• GIVEN INSTRUCTION: Output, with no changes, the span of lines that opens with the line containing "Point to the cream ottoman" and closes with the last line.

• INFORMATION GIVEN:

• • •

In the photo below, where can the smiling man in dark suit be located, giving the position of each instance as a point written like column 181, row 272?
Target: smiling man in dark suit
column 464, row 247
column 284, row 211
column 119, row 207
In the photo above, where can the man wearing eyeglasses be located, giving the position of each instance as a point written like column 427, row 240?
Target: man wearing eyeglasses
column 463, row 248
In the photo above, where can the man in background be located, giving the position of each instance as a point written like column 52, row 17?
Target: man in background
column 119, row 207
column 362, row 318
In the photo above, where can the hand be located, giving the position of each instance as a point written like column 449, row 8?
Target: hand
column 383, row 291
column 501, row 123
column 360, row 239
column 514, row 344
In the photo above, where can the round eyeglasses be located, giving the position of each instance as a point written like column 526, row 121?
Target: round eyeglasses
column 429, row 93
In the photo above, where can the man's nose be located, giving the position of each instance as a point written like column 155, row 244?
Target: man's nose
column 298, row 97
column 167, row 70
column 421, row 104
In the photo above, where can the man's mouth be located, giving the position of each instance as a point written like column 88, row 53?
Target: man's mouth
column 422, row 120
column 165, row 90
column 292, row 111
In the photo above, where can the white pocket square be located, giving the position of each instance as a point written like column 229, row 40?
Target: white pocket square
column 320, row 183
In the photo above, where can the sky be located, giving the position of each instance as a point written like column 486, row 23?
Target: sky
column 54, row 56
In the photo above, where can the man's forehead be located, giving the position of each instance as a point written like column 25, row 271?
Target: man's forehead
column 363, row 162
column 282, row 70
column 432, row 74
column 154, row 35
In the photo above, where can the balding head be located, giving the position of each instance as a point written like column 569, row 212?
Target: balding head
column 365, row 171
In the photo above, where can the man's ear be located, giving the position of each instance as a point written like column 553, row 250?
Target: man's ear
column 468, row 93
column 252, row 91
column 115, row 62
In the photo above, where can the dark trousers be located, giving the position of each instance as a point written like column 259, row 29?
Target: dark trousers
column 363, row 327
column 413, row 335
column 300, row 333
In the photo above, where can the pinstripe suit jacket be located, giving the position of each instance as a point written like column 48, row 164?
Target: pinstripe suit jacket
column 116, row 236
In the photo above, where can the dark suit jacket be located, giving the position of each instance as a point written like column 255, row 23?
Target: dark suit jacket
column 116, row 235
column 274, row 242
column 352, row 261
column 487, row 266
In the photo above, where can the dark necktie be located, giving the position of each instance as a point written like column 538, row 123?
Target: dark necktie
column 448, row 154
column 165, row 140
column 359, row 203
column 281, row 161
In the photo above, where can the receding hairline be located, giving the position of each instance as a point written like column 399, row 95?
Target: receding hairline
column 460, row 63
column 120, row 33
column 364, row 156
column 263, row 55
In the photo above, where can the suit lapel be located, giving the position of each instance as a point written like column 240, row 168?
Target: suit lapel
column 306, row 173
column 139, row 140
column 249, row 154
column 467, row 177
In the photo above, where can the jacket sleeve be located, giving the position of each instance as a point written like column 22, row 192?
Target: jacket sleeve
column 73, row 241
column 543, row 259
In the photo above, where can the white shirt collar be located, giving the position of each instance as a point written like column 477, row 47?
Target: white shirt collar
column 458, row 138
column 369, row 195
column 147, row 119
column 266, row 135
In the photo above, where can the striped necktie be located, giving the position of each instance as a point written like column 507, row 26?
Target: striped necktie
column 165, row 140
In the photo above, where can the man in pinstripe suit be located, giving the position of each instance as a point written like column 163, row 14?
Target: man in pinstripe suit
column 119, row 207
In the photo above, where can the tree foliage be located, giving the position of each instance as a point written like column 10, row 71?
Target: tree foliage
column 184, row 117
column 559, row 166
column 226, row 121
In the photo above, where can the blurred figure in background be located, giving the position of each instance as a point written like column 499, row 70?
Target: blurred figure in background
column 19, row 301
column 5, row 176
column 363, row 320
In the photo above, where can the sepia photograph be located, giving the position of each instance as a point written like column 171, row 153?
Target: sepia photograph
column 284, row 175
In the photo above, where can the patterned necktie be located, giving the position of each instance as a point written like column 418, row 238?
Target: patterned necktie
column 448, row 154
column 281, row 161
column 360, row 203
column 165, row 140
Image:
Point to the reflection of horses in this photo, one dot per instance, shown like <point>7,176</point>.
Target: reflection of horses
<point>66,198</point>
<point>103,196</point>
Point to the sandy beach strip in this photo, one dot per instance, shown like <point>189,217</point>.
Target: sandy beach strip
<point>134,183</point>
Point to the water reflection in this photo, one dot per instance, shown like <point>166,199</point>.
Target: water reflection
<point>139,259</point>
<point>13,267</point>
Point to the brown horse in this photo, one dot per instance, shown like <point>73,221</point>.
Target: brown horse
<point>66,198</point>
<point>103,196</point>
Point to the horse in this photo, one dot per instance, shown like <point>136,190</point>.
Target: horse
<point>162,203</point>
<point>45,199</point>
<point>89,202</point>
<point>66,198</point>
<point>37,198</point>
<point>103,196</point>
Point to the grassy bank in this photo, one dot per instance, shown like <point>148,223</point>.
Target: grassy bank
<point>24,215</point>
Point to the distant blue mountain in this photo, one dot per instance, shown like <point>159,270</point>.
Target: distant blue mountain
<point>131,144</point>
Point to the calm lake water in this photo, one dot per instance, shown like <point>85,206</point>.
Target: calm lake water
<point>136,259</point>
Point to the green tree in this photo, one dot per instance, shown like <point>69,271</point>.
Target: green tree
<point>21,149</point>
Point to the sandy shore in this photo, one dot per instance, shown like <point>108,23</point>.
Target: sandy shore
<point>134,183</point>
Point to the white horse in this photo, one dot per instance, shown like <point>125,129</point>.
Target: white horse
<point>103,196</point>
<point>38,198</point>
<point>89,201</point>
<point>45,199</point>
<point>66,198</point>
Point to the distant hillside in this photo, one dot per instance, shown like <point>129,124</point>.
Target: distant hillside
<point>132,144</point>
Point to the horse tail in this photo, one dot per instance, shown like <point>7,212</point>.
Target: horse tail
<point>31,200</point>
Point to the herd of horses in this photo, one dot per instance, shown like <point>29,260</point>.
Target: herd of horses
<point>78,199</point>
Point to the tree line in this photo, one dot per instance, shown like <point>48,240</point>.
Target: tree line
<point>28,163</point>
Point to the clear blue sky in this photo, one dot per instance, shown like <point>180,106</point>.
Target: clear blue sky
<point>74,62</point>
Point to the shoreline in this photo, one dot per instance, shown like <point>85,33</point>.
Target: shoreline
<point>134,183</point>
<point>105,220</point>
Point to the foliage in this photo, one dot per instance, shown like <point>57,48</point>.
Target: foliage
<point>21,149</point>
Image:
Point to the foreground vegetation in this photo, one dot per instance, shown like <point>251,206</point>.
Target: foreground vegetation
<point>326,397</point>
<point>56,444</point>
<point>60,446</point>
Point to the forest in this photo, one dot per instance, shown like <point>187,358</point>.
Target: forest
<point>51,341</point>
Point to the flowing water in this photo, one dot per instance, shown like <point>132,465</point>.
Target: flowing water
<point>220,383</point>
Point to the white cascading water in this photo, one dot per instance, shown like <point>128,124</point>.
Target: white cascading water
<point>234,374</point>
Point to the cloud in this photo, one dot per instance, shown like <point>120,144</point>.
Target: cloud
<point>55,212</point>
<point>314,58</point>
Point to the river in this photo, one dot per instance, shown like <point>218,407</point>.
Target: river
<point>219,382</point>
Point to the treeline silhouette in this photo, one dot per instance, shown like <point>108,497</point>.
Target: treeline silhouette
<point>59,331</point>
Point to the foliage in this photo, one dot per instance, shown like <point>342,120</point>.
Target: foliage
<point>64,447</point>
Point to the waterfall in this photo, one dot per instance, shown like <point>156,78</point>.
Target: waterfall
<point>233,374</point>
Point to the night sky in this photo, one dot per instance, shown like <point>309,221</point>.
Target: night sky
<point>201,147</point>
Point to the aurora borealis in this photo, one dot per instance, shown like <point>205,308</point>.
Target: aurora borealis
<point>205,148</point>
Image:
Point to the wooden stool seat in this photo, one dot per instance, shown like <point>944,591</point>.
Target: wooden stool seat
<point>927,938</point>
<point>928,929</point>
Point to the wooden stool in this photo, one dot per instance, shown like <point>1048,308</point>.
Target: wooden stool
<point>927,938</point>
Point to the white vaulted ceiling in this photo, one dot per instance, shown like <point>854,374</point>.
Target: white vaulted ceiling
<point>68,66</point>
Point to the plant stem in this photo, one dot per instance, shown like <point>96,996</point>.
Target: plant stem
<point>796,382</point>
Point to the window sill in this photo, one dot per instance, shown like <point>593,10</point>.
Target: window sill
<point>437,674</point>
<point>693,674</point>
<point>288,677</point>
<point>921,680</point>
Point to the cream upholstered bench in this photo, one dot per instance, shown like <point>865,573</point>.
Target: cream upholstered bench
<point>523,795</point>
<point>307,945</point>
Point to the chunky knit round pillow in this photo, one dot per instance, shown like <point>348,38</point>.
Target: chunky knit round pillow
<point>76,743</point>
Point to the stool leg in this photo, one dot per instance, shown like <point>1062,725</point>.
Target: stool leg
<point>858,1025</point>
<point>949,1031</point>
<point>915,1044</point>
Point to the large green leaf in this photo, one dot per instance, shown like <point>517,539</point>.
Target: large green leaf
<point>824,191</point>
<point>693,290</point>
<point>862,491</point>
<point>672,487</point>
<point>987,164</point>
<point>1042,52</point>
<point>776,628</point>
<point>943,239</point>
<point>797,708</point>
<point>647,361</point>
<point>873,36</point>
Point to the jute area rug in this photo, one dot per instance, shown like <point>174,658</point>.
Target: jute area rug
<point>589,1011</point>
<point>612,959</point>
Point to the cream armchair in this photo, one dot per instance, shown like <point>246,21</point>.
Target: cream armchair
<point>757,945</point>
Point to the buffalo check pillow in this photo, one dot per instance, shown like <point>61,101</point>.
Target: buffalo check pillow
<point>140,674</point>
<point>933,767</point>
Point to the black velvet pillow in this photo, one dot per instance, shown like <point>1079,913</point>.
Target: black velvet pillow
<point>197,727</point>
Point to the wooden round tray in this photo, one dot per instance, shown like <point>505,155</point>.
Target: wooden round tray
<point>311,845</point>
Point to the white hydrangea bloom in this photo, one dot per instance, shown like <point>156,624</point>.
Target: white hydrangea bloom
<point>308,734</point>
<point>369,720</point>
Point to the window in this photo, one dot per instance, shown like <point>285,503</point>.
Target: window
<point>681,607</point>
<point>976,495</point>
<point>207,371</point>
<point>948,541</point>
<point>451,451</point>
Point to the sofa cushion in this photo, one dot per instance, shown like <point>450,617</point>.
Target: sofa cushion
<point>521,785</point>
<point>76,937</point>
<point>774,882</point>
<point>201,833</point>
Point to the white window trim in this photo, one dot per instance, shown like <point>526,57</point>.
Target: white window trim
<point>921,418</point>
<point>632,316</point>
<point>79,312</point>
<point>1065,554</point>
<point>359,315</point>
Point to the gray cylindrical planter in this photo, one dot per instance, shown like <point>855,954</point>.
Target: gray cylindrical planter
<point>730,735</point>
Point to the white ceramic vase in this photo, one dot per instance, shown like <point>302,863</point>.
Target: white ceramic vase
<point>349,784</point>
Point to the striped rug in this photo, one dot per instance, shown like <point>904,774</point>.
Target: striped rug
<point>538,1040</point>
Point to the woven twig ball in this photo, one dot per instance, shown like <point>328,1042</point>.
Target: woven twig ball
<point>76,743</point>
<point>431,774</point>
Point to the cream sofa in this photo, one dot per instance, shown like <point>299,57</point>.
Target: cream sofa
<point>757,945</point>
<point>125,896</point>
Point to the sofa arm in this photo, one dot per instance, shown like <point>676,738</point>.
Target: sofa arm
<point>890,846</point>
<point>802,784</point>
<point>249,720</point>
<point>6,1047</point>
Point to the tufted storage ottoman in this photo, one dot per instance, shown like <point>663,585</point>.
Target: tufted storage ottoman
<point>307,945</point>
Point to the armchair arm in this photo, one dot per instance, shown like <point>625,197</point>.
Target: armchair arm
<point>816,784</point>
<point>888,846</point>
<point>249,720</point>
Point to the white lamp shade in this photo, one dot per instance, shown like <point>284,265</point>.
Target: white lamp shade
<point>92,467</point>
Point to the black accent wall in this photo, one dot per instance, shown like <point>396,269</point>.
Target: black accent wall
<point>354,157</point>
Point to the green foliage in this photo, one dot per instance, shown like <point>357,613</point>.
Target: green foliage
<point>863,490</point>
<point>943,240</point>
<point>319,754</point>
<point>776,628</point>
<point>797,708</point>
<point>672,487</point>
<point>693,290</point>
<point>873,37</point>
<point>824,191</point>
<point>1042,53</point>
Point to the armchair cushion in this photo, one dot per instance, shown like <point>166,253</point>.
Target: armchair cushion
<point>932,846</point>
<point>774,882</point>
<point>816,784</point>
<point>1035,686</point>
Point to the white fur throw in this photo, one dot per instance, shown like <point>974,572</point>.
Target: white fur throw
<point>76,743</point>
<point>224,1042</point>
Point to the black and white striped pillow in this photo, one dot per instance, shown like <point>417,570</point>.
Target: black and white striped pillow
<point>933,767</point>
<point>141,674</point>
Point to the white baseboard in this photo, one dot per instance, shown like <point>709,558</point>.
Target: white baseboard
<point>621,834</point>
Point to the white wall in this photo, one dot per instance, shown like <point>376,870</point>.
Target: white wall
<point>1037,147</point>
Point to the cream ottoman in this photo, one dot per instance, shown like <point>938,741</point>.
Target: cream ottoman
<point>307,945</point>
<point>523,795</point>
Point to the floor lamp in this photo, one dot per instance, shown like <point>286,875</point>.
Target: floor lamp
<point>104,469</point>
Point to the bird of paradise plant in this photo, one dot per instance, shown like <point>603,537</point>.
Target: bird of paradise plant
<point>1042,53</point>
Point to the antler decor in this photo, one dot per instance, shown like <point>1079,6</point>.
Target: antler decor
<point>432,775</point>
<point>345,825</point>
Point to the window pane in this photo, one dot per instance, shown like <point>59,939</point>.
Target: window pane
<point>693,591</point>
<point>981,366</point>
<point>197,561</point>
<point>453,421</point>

• • •

• WRITTEN SOLUTION:
Point to the cream ottoman in this photo, one dot per instance, shown like <point>938,741</point>.
Target: cream ottoman
<point>307,945</point>
<point>523,795</point>
Point to the floor lamp in this photo, one dot per instance, shown like <point>286,875</point>.
Target: floor lamp
<point>104,469</point>
Point to the bird of paradise plant in this photo, one dot per instance, shown like <point>603,537</point>.
Target: bird of paradise plant
<point>1042,53</point>
Point to the antler decor in this photo, one dot per instance, shown like <point>1079,6</point>.
Target: antler decor
<point>432,775</point>
<point>345,825</point>
Point to the window pane in this photo, one dot per instance, shown like <point>59,939</point>.
Target: window pane
<point>693,591</point>
<point>981,366</point>
<point>197,561</point>
<point>453,421</point>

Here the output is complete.